Seçilen parça
━━━━━━━━━━━━━━━━

• Sonuç bulunamadı

1.2. ÇOCUK KAVRAMI

1.2.5. Çocuk Haklarının Tarihsel Gelişimi

İlk kez İspanyol filozof Vives 15. yy. in sonlarında çocukların korunmasına ilişkin ilkelerden bahsetmiştir. Ancak, bu ilkelerde ağırlık noktası, çocuğun eğitim hakkı olmuştur. 18.

yy. da ise, İsviçreli eğitimci Pestalozzi, çocukların yaşadığı sefaleti ve eğitimsizliği bir sorun olarak ele almıştır. Yine 19. yy. da Shaftesbury’nin işçi çocukların çalışmalarının kötüye kullanılması ve 19. yy. sonunda da Dr. Budin’in analığın ve çocukluğun korunması ile ilgili çalışmalar yaptığı görülmektedir. Uluslararası alanda ise, çocukların korunmasına ilişkin olarak bir örgüt kurulması fikrini ilk olarak Jules de June ortaya atmıştır. Ancak uluslararası bir merkez kurulması amacıyla ilk resmi girişim, 1912 yılında İsviçre’de yapılmıştır. Bu merkezin görevi, öncelikle çocukların korunması için uluslararası bazı sözleşmelerin yapılmasını sağlamaktır (Bilge web, 2012).

━━━━━━━━━━━━━━━━

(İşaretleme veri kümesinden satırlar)
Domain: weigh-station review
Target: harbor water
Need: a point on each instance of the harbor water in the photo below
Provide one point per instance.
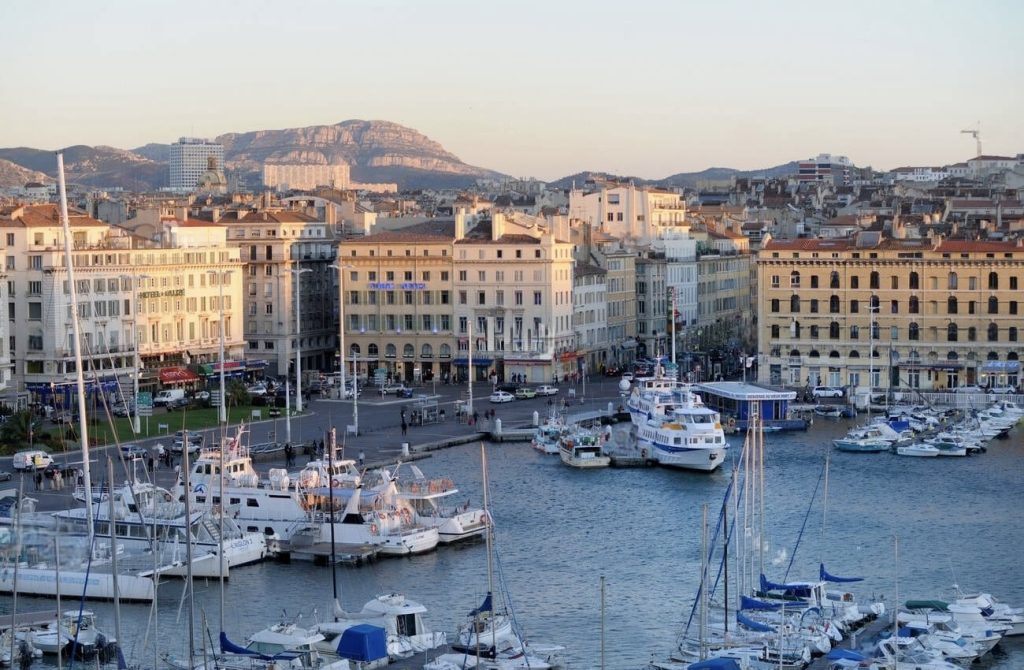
(559, 530)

━━━━━━━━━━━━━━━━

Yönerge 1
Seçilen parçaya göre 1912 yılında İsviçre'de yapılan ilk resmi girişim hangi amaçla yapılmıştır? Bir ila üç cümleyle açıklayın.
Yönerge 2
İşaretleme veri kümesindeki satırların hepsini, istekler de dahil olmak üzere yeniden aktarın ve yanıtlardaki koordinatların her sayısına 44 ekleyin. Resimleri çıktıya almayın.
Seçilen parça ile satırlar arasında herhangi bir bağlantı yoktur.

Çıktı 1
Bu girişim, çocukların korunmasına yönelik uluslararası bir merkez kurmak amacıyla yapılmıştır. Merkezin görevi, öncelikle çocukların korunması için bazı uluslararası sözleşmelerin yapılmasını sağlamaktı.

Çıktı 2
Domain: weigh-station review
Target: harbor water
Need: a point on each instance of the harbor water in the photo below
Provide one point per instance.
(603, 574)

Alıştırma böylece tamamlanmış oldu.